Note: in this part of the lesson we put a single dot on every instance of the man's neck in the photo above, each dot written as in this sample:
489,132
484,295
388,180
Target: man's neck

What to do: Down to the final line, the data above must be copied exactly.

Response below:
Note: in this part of the lesson we put a single dot on every instance of the man's neck in the photo above, each dot written as in this sample:
489,132
484,295
388,180
Target: man's neck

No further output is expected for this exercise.